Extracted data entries
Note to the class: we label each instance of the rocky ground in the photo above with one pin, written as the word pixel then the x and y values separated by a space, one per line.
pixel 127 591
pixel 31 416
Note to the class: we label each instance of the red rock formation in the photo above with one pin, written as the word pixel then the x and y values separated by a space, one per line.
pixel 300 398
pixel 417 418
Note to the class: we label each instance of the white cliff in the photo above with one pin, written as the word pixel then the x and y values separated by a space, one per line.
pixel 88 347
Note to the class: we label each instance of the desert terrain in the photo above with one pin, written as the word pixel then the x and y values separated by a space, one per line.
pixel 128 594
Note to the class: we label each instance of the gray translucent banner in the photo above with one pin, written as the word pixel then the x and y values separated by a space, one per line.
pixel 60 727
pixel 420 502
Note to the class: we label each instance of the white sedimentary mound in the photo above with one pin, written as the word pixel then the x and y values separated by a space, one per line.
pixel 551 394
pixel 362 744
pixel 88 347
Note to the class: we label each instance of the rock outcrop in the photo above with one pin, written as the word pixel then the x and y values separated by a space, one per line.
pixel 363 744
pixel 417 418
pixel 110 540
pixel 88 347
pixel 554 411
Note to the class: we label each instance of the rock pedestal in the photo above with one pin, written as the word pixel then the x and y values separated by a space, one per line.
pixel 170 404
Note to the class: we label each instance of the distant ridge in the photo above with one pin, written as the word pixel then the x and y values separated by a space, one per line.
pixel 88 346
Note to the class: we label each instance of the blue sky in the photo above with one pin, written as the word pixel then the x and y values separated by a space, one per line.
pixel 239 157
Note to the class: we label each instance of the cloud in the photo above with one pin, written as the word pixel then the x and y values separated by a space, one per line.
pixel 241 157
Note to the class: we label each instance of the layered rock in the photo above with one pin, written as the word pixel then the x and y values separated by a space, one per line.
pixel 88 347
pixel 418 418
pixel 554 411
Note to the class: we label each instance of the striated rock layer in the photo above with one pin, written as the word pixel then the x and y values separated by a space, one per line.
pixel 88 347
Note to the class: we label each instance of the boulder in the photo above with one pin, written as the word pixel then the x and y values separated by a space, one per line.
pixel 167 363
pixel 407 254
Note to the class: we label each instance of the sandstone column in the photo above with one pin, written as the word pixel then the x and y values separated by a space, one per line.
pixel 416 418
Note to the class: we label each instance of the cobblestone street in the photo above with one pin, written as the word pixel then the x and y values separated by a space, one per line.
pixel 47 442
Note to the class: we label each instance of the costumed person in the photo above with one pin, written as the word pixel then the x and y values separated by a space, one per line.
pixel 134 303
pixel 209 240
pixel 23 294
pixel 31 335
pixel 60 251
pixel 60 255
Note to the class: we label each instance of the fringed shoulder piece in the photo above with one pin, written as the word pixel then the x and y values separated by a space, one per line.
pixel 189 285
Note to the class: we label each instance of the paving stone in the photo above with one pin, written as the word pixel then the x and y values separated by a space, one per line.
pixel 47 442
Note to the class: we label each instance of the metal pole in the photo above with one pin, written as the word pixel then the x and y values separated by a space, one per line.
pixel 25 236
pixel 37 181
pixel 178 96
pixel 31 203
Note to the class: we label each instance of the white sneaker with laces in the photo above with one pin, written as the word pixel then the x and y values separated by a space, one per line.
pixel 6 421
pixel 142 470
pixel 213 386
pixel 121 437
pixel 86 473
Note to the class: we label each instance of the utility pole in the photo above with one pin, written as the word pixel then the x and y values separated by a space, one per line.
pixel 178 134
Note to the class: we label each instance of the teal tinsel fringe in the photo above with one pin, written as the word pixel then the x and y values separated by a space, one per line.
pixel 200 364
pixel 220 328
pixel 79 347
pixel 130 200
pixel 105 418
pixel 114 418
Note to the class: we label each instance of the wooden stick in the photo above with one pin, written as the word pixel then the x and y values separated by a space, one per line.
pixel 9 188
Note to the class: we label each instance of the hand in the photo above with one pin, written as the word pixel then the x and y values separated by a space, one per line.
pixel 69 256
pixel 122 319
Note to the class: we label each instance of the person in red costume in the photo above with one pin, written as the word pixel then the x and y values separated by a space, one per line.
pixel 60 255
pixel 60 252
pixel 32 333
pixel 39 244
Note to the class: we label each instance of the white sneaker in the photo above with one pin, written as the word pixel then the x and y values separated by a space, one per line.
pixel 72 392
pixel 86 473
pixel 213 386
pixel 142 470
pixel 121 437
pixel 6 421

- [EXERCISE BRIEF]:
All of the entries above need to be reproduced exactly.

- [TASK ANSWER]:
Note to the class: we label each instance of the rocky ground in the photo above with one pin, written as the word pixel then the x and y values separated by a space, one per line.
pixel 127 591
pixel 31 416
Note to the class: we label each instance of the red rock formation in the photo above with one pin, written as the word pixel then the x and y values separated by a space, one per line.
pixel 300 398
pixel 417 418
Note to the class: we label each instance of the white cliff in the photo above with one pin, written as the word pixel then the x and y values separated by a space, one per line.
pixel 88 347
Note to the class: we label each instance of the desert terrain in the photo above with one pin, written as the word pixel then the x and y values separated by a space, one per line.
pixel 128 594
Note to the class: we label each instance of the gray translucent banner in the photo above with one pin, written as the word pixel then the x and y values separated by a space, one per line.
pixel 60 727
pixel 420 502
Note to the class: we label each instance of the white sedimentary mound in the photo above with one pin, written as the word pixel then the x and y values separated by a space, one per line.
pixel 551 394
pixel 362 744
pixel 88 347
Note to the class: we label each instance of the rock outcrop in the photo above with one pin, written as the word pixel then the x and y values separated by a space, one per line.
pixel 363 744
pixel 417 418
pixel 110 540
pixel 88 347
pixel 554 411
Note to the class: we label each instance of the rock pedestal in the photo above with one pin, written as the word pixel then the x and y values separated by a space, one per line.
pixel 170 404
Note to the class: we label each instance of the distant ridge in the photo above with one pin, written as the word pixel then the x and y values separated by a space, one per line.
pixel 88 346
Note to the class: we label each instance of the blue sky in the photo above with one pin, written as the word pixel then the x and y values separated by a space, one per line.
pixel 239 157
Note to the class: we label each instance of the cloud in the photo above with one pin, written as the word pixel then the x and y values separated by a space, one per line.
pixel 241 157
Note to the class: we label each instance of the layered rock in the photo above with one pin, written as the word pixel then the x and y values separated by a space, one per line.
pixel 88 347
pixel 418 418
pixel 554 411
Note to the class: we label each instance of the striated rock layer in the photo above with one pin, written as the word pixel then the x and y values separated by a space, one per line.
pixel 88 347
Note to the class: we label each instance of the boulder in the photo above with one pin, written as the word pixel then the x and y values separated by a space, one per line.
pixel 167 363
pixel 407 254
Note to the class: we label each instance of the sandstone column in the photo above with one pin, written as the word pixel then the x and y values separated by a space, one per line.
pixel 416 418
Note to the class: we label each instance of the cobblestone street in the photo above with one pin, written as the word pixel then the x and y values separated by a space, one per line.
pixel 47 442
Note to the class: we label each instance of the costumed person in the photo above with one pin, written as the word pixel then the x and y values separated by a space, one per line.
pixel 134 303
pixel 209 240
pixel 23 294
pixel 31 335
pixel 60 251
pixel 60 255
Note to the class: we label each instance of the fringed shoulder piece in the photo above with one pin, written as the word pixel then the x and y values separated by a space, one per line.
pixel 189 285
Note to the class: we label each instance of the paving stone in the photo above with one pin, written as the word pixel then the x and y values separated by a space, one per line.
pixel 47 442
Note to the class: we label each instance of the metal pole in the photo above with one pin, written as the word pixel then the x and y values separated by a space, one per line.
pixel 25 236
pixel 37 181
pixel 178 96
pixel 31 203
Note to the class: we label each instance of the white sneaker with laces in the photo above with one pin, written as the word pixel then the x and y values separated by a space, one per line.
pixel 6 421
pixel 142 470
pixel 213 386
pixel 121 437
pixel 86 473
Note to the class: we label each instance of the utility pole in the photo above with one pin, written as the word pixel then the x and y values separated by a space, one per line.
pixel 178 134
Note to the class: we label each instance of the teal tinsel fringe in the photo above with one pin, written as the word pixel then the x and y values separated by a space, one per line.
pixel 200 364
pixel 220 328
pixel 79 347
pixel 130 200
pixel 105 418
pixel 114 418
Note to the class: we label each instance of the wooden stick in the photo above with one pin, written as the word pixel then the x and y values separated by a space, one per line.
pixel 9 188
Note to the class: we label each instance of the hand in the photo above with one pin, written as the word pixel then the x and y values separated by a space, one per line.
pixel 69 256
pixel 122 319
Note to the class: we label each instance of the person in red costume in the photo above with one pin, written as the word pixel then the x and y values separated by a space, one per line.
pixel 60 255
pixel 60 252
pixel 32 333
pixel 39 244
Note to the class: we label each instance of the white sneaker in the photo above with one pin, written as the word pixel then the x and y values separated by a space, one per line.
pixel 72 392
pixel 86 473
pixel 213 386
pixel 142 470
pixel 121 437
pixel 6 421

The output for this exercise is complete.